**Given text:**
════

Many doctors and scientists are growing increasingly concerned about the efficacy of animal experiments. Thousands of them have joined Europeans for Medical Progress, an independent body who oppose animal experimentation solely because it harms people. Its director, Kathy Archibald, admits that those who speak out risk ostracism from the medical establishment, but they feel compelled to fight for the truth. Testing on animals slows down medical progress because it tells us about animals, not people. Animals are biologically and physiologically different to humans and react differently to many substances. It’s no surprise that prescription drugs tested on animals are the fourth leading cause of death in the Western world. The question is, why do animal experiments continue if they are so inaccurate and given that there are more efficient alternatives such as human DNA chips, human tissues, computer programmes that predict human metabolism, and micro-dose studies that reveal the fate of drugs in the human body?

The tradition of animal experiments is so deeply ingrained that the whole medical system is based on it. Researchers attract grants based on how many papers they publish. It’s much easier to publish papers using animals than by doing human-based research. Animal breeders, cage and equipment manufacturers and the pharmaceutical industry are multi-billion pound industries. Animal tests help them speed new drugs to market and give them liability protection when their drugs kill or injure.

However, the tide is turning. We recently witnessed the biggest drug disaster in history when the arthritis drug Vioxx was withdrawn after causing heart attacks. The Physicians Committee for Responsible Medicine, American doctors who campaign against animal testing, are suing Merck for promoting an unsafe drug on the strength of test results in monkeys.

This was reported on the same day as the one-sided reports about Darley Oaks closing. No one made the link between Vioxx – extensively animal-tested yet lethal to humans – and the guinea pig farm, but if they had they would have cheered. Guinea pigs are used in medical research for skin irritation testing. Their fur is shaved and medication applied, without anaesthetic, causing agony. But due to a difference in the distribution of blood vessels, their skin reacts differently to ours, rendering most experiments useless. Yet the media avoid these arguments and exaggerate the extremist angle.

════

**Work to complete:**
1. Please rewrite the animal testing text starting with "The tradition of" and going on through "results in monkeys.", swapping "papers" for "articles".
2. Write the next part of the animal testing text, picking up after its last sentence.

Natural-language object grounding data:
════

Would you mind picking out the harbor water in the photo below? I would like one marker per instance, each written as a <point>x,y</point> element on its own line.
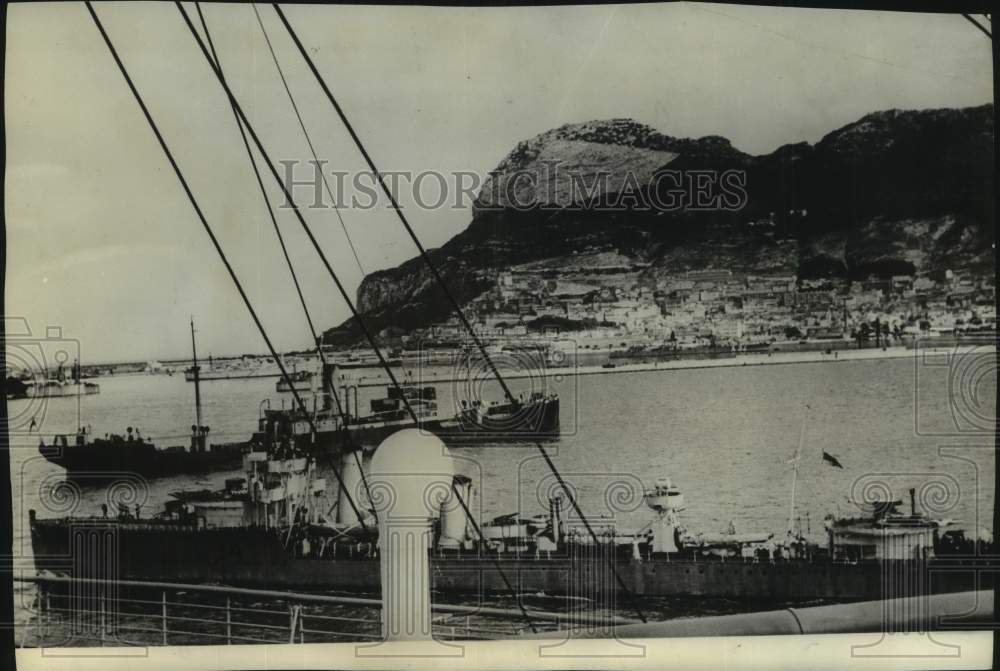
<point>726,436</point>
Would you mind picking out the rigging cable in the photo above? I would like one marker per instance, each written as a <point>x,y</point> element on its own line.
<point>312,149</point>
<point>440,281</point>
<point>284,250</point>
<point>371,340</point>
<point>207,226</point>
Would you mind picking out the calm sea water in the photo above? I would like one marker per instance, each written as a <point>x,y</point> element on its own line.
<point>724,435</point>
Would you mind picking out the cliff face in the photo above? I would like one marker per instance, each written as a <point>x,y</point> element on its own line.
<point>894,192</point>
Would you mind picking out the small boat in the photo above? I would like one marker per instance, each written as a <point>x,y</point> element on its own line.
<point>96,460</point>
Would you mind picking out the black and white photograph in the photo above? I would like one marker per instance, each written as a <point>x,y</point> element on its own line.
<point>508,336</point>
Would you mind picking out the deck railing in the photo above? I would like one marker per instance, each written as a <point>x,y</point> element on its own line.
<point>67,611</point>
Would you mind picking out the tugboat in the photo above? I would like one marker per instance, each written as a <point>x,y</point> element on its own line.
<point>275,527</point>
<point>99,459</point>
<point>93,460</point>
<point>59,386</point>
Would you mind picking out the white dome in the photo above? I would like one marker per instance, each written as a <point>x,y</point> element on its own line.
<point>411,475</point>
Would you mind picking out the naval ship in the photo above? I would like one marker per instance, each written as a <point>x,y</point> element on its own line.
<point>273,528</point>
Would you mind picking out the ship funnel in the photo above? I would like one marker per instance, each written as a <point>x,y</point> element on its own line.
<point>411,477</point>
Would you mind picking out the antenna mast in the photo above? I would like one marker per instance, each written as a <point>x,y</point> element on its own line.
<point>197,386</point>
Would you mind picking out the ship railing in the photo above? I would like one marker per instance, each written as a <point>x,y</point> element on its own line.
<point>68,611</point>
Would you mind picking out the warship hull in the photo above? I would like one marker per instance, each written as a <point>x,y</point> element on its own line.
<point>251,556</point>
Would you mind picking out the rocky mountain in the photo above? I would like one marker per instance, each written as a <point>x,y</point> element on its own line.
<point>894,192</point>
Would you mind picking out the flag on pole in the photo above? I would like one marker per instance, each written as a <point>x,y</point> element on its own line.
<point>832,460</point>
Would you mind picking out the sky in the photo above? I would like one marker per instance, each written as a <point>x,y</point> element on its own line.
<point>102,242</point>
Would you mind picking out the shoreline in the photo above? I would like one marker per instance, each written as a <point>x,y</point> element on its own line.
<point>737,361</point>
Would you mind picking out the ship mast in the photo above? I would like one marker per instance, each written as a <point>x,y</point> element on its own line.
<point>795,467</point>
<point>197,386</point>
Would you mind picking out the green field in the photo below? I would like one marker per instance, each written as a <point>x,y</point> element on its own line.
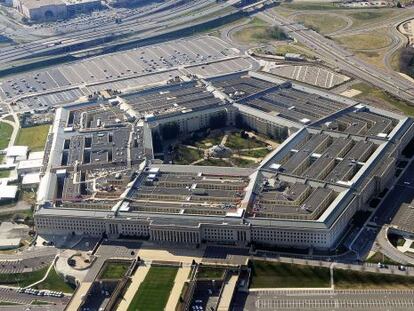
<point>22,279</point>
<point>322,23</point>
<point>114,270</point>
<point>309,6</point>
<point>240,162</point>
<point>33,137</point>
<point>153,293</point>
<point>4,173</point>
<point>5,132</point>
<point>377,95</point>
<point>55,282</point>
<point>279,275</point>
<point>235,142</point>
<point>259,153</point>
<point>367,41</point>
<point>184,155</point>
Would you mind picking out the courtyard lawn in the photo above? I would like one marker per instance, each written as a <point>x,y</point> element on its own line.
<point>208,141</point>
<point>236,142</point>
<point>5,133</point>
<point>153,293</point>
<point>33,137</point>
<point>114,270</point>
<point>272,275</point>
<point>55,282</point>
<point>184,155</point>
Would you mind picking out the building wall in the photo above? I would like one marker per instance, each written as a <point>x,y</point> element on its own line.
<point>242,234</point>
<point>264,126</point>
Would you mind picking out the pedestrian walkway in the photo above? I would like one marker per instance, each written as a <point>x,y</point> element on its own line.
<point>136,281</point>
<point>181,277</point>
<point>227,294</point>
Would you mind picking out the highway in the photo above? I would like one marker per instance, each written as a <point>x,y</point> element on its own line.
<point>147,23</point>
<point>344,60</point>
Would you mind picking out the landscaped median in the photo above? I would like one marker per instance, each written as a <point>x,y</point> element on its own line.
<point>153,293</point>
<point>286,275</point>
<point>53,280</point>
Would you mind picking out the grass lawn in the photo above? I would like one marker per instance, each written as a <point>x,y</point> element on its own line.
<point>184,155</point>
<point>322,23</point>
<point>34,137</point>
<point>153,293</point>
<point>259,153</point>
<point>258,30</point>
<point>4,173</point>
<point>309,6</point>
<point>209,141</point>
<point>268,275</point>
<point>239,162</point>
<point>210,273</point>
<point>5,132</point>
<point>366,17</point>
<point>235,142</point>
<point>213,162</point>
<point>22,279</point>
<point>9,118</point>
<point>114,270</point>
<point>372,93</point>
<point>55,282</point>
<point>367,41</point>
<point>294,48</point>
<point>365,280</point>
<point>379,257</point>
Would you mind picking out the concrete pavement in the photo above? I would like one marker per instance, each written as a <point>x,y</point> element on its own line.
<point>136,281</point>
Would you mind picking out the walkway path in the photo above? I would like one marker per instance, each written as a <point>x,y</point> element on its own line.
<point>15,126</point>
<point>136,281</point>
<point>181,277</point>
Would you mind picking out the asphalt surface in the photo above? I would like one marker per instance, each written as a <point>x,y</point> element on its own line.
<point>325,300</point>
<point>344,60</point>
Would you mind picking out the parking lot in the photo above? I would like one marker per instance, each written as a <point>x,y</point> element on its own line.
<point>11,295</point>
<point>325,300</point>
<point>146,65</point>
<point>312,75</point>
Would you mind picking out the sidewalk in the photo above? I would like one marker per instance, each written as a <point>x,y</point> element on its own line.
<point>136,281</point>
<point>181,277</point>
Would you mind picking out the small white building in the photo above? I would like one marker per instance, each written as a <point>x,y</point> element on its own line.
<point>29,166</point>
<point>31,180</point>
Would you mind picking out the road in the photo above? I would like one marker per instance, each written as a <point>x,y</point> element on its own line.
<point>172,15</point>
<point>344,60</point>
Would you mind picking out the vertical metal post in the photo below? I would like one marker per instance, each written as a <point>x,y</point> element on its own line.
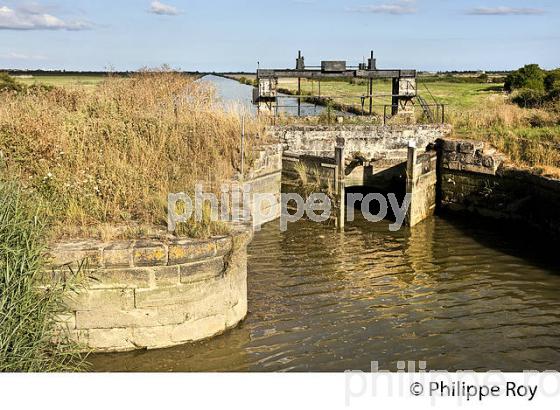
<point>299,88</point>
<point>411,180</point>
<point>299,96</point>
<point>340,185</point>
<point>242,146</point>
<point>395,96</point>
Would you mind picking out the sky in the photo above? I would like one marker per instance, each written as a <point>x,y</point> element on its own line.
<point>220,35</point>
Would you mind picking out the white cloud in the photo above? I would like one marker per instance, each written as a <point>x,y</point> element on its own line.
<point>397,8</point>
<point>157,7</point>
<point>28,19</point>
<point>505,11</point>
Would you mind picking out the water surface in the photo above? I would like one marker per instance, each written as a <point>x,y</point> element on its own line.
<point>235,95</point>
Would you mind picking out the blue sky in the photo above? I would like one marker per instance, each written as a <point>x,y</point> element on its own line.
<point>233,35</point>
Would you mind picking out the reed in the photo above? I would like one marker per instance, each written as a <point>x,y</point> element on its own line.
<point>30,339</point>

════

**Outputs by task:**
1.
The tradition of animal experiments is so deeply ingrained that the whole medical system is based on it. Researchers attract grants based on how many articles they publish. It’s much easier to publish articles using animals than by doing human-based research. Animal breeders, cage and equipment manufacturers and the pharmaceutical industry are multi-billion pound industries. Animal tests help them speed new drugs to market and give them liability protection when their drugs kill or injure.

However, the tide is turning. We recently witnessed the biggest drug disaster in history when the arthritis drug Vioxx was withdrawn after causing heart attacks. The Physicians Committee for Responsible Medicine, American doctors who campaign against animal testing, are suing Merck for promoting an unsafe drug on the strength of test results in monkeys.

2.
In reality, most animal rights protesters are law abiding. However peaceful old ladies don’t make waves, and in frustration a minority of extremists take violent action, which acts as propaganda to the vivisectionists.

Article 4: Research Defence Society

Medical Milestones

Animal research has played an important role in most major medical advances of the last century. We have probably all benefited from vaccines and antibiotics to prevent and treat infections and anaesthetics used in all forms of surgery. Medicines can now overcome serious conditions such as diabetes, asthma and high blood pressure.

Research in the last few decades has also begun to answer some of the more difficult medical problems such as cancer, heart disease and depression, and newly emerged infections such as HIV. In addition to the medical benefits, we should not forget that every advance in veterinary medicine is, by definition, the result of animal research.

Medical science has developed a wide range of non-animal experimental techniques which can provide answers to scientific questions that animal studies simply could not address. Despite these scientific advances, a review of some current medical research shows that many key questions in medical science can still only be answered by studies on animals. These studies offer hope to millions who suffer from serious conditions such as cystic fibrosis, Alzheimer’s disease, stroke, spinal cord damage and third world infections like malaria.


What is an alternative?

By any common-sense definition, the word ‘alternative’ suggests a choice between two or more options. In the case of animal experiments there is no choice. If a non-animal (in vitro) method is developed to replace animals, then it must be used.

Advances in science and technology can lead to techniques that can replace animals. However, different research methods are generally complementary rather than alternatives.

Few in vitro techniques at present can directly replace the use of animals.